# RAW DATA
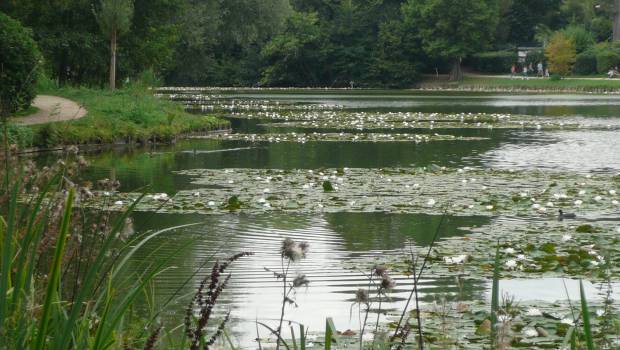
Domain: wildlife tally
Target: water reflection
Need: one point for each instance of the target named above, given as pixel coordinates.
(335, 240)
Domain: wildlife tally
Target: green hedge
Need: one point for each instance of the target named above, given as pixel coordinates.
(494, 61)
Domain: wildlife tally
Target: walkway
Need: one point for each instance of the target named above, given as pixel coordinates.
(52, 109)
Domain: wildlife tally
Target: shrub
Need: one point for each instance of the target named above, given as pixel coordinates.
(561, 54)
(606, 59)
(582, 38)
(494, 61)
(19, 58)
(585, 63)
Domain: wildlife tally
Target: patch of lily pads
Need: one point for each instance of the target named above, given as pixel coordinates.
(340, 137)
(432, 190)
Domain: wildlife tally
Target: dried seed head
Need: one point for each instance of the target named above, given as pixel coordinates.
(387, 282)
(300, 280)
(361, 296)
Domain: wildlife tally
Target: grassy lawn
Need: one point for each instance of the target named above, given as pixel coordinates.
(123, 116)
(567, 84)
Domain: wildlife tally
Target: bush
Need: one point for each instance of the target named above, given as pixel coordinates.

# TASK REQUIREMENTS
Omit the pictures, then set down all the remaining data exactly as given.

# WRITTEN ANSWER
Domain: wildlife tally
Target: water reflection
Need: one point for each instance of the target named above, given as pixel coordinates.
(335, 240)
Domain: wildlife tally
Target: green hedge
Need: one point for each instance of the target named above, given as pixel coordinates.
(494, 61)
Domain: wildlife tally
Target: walkway
Need: one point for each instance of the target named above, given as pixel coordinates.
(52, 109)
Domain: wildlife tally
Target: shrub
Need: one point for each instance of the target named above, given as pixel coordinates.
(561, 54)
(606, 59)
(582, 38)
(494, 61)
(19, 58)
(585, 63)
Domain: wildlife tally
Target: patch of lily pads
Need: one point for each instance of the target named above, given as pixel coordinates.
(340, 137)
(432, 190)
Domain: wildlife tally
Target: dried seed head
Need: one point for each instance of the target named above, given as pixel coordinates.
(387, 282)
(300, 280)
(361, 296)
Domain: wildlife tally
Target: grassy lawn
Need: one point for each instance of the target named above, given as pixel coordinates.
(123, 116)
(567, 84)
Domain: wildlife tally
Target: bush
Need: one point for each instance of the target named above, given as pixel coordinates.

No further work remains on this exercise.